── Study text

All five approaches use language signals beyond raw energy. The differences are in tunability, integration depth, and how they behave under real telephony conditions.

Why Semantic VAD Belongs in the Speech Pipeline, Not the Client

Several BYO-orchestration frameworks treat VAD as a client-side concern (the browser or telephony layer detects silence and tells the server when to listen). This works for energy VAD but fails for semantic VAD because the client has no view of the full audio stream, the speaker profile, or the conversational state.

Inside the Realtime API, VAD runs server-side with full session context. STT acoustic signals (emotion, hesitation, speaker profile) flow into the VAD decision. The same context that informs LLM routing informs turn detection. This is what gives the Realtime API its turn-taking quality: the components reinforce each other.

Code Example: Configuring Semantic VAD

import asyncio
import json
import websockets

URL = (
    "wss://api.inworld.ai/api/v1/realtime/session"
    "?key=<session-id>&protocol=realtime"
)

async def session():
    async with websockets.connect(
        URL,
        extra_headers={"Authorization": "Basic <your-api-key>"}
    ) as ws:
        await ws.send(json.dumps({
            "type": "session.update",
            "session": {
                "model": "gpt-5.5",
                "audio": {
                    "input": {
                        "format": {"type": "audio/pcm", "rate": 24000},
                        "turn_detection": {
                            "type": "semantic_vad",
                            "eagerness": "auto",  # or low / medium / high
                            "create_response": True,
                            "interrupt_response": True
                        }
                    },
                    "output": {
                        "voice": "Sarah",
                        "model": "inworld-tts-1.5-mini",
                        "speed": 1.0
                    }
                }
            }
        }))

────

_Activity list_.
• A. In the semantic VAD excerpt, recast the paragraph beginning "Inside the Realtime API" as a short bulleted list that keeps its main facts.
• B. Carry on the semantic VAD excerpt from its last line.

── Stored data

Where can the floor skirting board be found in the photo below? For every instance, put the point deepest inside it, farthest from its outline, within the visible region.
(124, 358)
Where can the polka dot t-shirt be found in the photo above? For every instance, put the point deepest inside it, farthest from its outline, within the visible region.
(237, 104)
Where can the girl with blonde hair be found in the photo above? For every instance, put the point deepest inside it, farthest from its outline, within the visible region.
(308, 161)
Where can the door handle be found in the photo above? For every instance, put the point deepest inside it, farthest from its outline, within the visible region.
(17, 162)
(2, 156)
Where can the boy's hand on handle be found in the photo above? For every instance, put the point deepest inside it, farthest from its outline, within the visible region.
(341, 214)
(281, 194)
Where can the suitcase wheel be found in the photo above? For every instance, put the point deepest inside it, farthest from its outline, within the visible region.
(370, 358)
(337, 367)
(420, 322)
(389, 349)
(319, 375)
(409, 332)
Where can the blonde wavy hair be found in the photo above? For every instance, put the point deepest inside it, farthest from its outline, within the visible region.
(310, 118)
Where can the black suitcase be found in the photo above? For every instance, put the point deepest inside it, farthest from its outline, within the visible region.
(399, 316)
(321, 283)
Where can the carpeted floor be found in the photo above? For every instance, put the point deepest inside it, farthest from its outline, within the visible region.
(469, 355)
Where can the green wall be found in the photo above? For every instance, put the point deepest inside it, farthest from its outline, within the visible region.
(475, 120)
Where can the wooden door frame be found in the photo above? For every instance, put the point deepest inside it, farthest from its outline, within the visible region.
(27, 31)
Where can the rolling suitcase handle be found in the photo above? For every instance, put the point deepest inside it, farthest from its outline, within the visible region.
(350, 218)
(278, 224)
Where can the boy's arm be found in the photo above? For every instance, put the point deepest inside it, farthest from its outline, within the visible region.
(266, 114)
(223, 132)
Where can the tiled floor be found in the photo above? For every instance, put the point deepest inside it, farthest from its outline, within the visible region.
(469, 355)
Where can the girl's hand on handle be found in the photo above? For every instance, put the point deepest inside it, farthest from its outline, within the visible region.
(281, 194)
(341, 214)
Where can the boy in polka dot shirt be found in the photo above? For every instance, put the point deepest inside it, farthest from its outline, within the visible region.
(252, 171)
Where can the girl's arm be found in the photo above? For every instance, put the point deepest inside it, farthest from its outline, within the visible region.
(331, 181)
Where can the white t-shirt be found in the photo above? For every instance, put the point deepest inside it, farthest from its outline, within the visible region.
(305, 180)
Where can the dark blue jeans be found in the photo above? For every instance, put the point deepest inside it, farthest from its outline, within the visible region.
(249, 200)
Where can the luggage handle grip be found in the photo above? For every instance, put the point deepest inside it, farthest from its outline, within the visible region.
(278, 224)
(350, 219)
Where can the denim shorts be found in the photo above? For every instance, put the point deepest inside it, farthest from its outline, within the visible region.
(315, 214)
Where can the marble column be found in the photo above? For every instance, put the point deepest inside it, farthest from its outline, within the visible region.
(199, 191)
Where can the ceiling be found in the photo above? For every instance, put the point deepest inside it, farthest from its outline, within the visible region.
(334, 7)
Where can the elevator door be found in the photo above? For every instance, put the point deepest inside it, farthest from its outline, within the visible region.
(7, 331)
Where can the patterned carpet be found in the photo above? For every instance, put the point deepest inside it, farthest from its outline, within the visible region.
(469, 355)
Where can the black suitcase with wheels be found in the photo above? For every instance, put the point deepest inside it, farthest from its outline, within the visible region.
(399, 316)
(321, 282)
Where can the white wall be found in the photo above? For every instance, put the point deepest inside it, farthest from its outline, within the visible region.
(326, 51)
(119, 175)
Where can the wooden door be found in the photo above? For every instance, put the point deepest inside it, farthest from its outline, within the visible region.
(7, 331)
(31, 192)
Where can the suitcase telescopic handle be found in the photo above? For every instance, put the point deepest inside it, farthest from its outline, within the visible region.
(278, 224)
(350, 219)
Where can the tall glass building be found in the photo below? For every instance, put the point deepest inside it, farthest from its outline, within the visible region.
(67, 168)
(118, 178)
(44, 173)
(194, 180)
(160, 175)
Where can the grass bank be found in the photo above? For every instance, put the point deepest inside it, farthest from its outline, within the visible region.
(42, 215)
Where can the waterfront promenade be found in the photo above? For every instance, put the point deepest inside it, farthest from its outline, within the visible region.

────

_Task results_.
• A.
- In the Realtime API, VAD runs server-side with full session context.
- STT acoustic signals (emotion, hesitation, speaker profile) feed into the VAD decision.
- The context that informs LLM routing also informs turn detection.
- The components reinforce each other, which gives the Realtime API its turn-taking quality.

• B.
        # Stream audio in, receive responses out.
        # The server will fire "input_audio_buffer.speech_stopped"
        # only when semantic VAD declares the turn complete.

asyncio.run(session())

How to Choose an Eagerness Setting

Companion apps and coaching: low. Users expect to be heard fully. Cutting them off destroys the relationship dynamic.
General-purpose voice agents: auto or medium. Balanced behavior.
Customer support voice agents: medium. Callers are usually direct; faster turn detection improves perceived responsiveness.
Transactional agents (booking, lookup, IVR replacement): high. Callers expect short, fast exchanges.

FAQ

What is semantic VAD?

Semantic Voice Activity Detection uses language understanding (linguistic completeness, prosody, hesitation patterns) to decide when a user has finished speaking, rather than purely audio-energy thresholds. It enables more natural turn-taking in voice agents.

How is semantic VAD different from energy-based VAD?

Energy-based VAD detects silence; semantic VAD detects when a turn is meaningfully complete. Energy VAD cuts users off when they pause to think; semantic VAD waits until the user is actually done. For real conversation, semantic VAD is the difference between an agent that listens and an agent that interrupts.

Does the Realtime API support semantic VAD?

Yes. Semantic VAD is built into the Realtime API and tunable through the eagerness parameter (auto, low, medium, high). It runs server-side with full session context including STT acoustic signals.

How does semantic VAD compare to Deepgram Flux or LiveKit EOU?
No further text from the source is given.